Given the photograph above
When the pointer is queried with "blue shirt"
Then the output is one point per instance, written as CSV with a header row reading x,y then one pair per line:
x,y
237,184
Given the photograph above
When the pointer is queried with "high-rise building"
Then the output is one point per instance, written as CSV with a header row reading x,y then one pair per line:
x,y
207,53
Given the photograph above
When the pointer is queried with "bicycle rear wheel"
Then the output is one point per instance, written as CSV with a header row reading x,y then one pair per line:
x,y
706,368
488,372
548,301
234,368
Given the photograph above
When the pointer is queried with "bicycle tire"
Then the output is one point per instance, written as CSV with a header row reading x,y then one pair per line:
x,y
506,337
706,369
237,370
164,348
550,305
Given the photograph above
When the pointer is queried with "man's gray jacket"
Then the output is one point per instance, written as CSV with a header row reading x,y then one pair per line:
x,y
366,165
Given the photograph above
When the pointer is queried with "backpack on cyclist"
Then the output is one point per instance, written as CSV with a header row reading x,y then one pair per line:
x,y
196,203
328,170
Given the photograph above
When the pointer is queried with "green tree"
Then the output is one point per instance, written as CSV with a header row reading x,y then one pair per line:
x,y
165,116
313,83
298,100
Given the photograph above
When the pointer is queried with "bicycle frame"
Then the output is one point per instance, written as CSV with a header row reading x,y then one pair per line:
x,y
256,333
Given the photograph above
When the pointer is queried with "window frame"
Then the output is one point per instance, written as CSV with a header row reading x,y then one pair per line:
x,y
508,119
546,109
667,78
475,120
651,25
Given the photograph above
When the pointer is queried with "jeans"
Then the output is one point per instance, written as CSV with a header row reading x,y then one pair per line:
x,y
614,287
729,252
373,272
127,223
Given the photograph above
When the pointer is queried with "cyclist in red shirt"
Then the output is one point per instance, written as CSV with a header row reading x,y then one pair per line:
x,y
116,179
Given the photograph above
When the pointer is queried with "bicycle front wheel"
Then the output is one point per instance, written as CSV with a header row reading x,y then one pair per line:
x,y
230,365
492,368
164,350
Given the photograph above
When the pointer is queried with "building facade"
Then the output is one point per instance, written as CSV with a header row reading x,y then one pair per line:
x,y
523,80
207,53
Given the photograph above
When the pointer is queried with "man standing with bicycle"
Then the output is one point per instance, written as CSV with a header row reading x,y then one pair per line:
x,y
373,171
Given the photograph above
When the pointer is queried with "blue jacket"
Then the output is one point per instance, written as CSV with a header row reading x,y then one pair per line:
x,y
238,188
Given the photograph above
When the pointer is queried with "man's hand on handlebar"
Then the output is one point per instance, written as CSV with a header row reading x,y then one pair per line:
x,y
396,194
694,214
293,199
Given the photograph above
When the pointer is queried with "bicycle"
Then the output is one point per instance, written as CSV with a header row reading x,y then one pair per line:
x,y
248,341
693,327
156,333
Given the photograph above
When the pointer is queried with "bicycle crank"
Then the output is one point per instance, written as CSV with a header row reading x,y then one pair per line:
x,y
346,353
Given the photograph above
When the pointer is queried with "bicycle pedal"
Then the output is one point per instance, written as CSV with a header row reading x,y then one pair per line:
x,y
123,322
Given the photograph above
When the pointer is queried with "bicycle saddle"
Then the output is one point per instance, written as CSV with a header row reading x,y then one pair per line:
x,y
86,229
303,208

# # # # # # #

Take the lines above and print them exactly.

TASK RESULT:
Given the photograph above
When the pointer is queried with "blue shirt"
Then the output is one point per instance, written as CSV with a header row reading x,y then one pair per line:
x,y
237,184
Given the photograph above
When the pointer is queried with "high-rise building"
Then the output is one point per instance, written as CSV with a header row reading x,y then one pair per line:
x,y
207,53
Given the photograph above
When the pointer is queried with "bicycle rear wheel"
Then the output is one point per instance, written as CSV with a header row reading x,y then one pair per line:
x,y
706,368
488,372
548,301
234,368
Given the photograph above
When the pointer is queried with "bicycle tire"
Then the output is one point per instance, written as CSV with a header row reading x,y then one pair per line:
x,y
506,337
706,369
237,370
164,348
550,305
Given the photograph above
When the pointer is queried with "man's gray jacket"
Then the output is one point per instance, written as CSV with a header row reading x,y then one pair per line:
x,y
366,165
Given the photograph above
When the pointer is queried with "backpack on cyclist"
Then the output is one point per instance, written as CSV with a header row reading x,y then one pair per line:
x,y
196,203
328,170
Given the photograph above
When the pointer is queried with "green tree"
Then the output is one point per instance, written as CSV with a header row reading x,y then one pair per line:
x,y
165,116
313,83
298,100
Given the photograph above
When the pointer is queried with "bicycle frame"
Then the output is one point per instance, written as CSV with a header row reading x,y then one pair per line:
x,y
256,333
Given the photograph above
When the pointer is queried with "window frame"
Then the output is one point per instance, written as CSV with a header row reading x,y then one pair per line:
x,y
508,119
546,109
667,78
475,120
651,25
Given the photograph above
When the pointer is queried with "jeans"
Then the output is one point per instance, written as CSV with a header row reading x,y then one pair per line:
x,y
614,287
729,252
373,272
127,223
Given the photograph above
When the pointer is queried with "cyclist in red shirt"
Then the output is one point per instance, written as CSV with a header row reading x,y then one pair per line:
x,y
116,179
Given the photograph above
When the pointer is queried with "bicycle front wheel"
Then the output is one point per instance, written as CSV with a header row reading x,y then one pair per line:
x,y
230,365
492,368
164,350
Given the photograph above
When the pointer is queried with "building facade"
Then the output is one point per instance, written as CSV with a header row reading x,y then one pair per line:
x,y
523,80
207,53
Given the photograph above
When the pointer is queried with "man standing with bicycle"
Then the output is one point per instance, written as CSV with a header row reading x,y then one pair per line:
x,y
373,171
Given the photograph above
When the pointer is queried with "blue jacket"
Then the output is one point per instance, written as CSV with a header row reading x,y then one pair per line:
x,y
238,188
Given the photograph above
When the pointer is queried with "man's hand on handlebar"
Then the output is one point per instance, written as CSV with a header row reading x,y then one pair per line:
x,y
396,194
694,214
293,199
Given the photograph above
When the pointer is queried with "bicycle"
Then the output is one point per instance, written as CSV with a header row reading x,y then one pair per line:
x,y
248,341
693,327
156,333
Given the photograph above
When the pointer is queried with "bicycle crank"
Then the output is one point per instance, written as CSV with a header row reading x,y then one pair per line:
x,y
346,353
Given the photograph above
When the pointer is queried with "bicycle pedal"
Then the output is one point per instance, written as CSV with a header row reading x,y then one pair per line:
x,y
123,322
Given the photograph above
When the pointer is queried with "bicycle saddle"
Then the output is one point per instance, written as CSV with a header row reading x,y then one pair per line:
x,y
86,229
303,208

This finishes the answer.